YOUR GOAL: Format every line of the entries below as a JSON list of strings, one string per line, leaving out any blank lines.

— start DATASET ENTRIES —

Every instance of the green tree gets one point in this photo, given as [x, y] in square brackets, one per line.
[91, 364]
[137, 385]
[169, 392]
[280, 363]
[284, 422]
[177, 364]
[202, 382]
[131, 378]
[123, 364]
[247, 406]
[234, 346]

— end DATASET ENTRIES —

EXERCISE ANSWER:
[
  "Every instance of the green tree gets one point in this photo, given as [x, y] in square brackets, one per line.",
  "[91, 364]",
  "[137, 385]",
  "[169, 392]",
  "[280, 363]",
  "[284, 422]",
  "[177, 364]",
  "[202, 382]",
  "[131, 378]",
  "[123, 364]",
  "[247, 406]",
  "[234, 346]"
]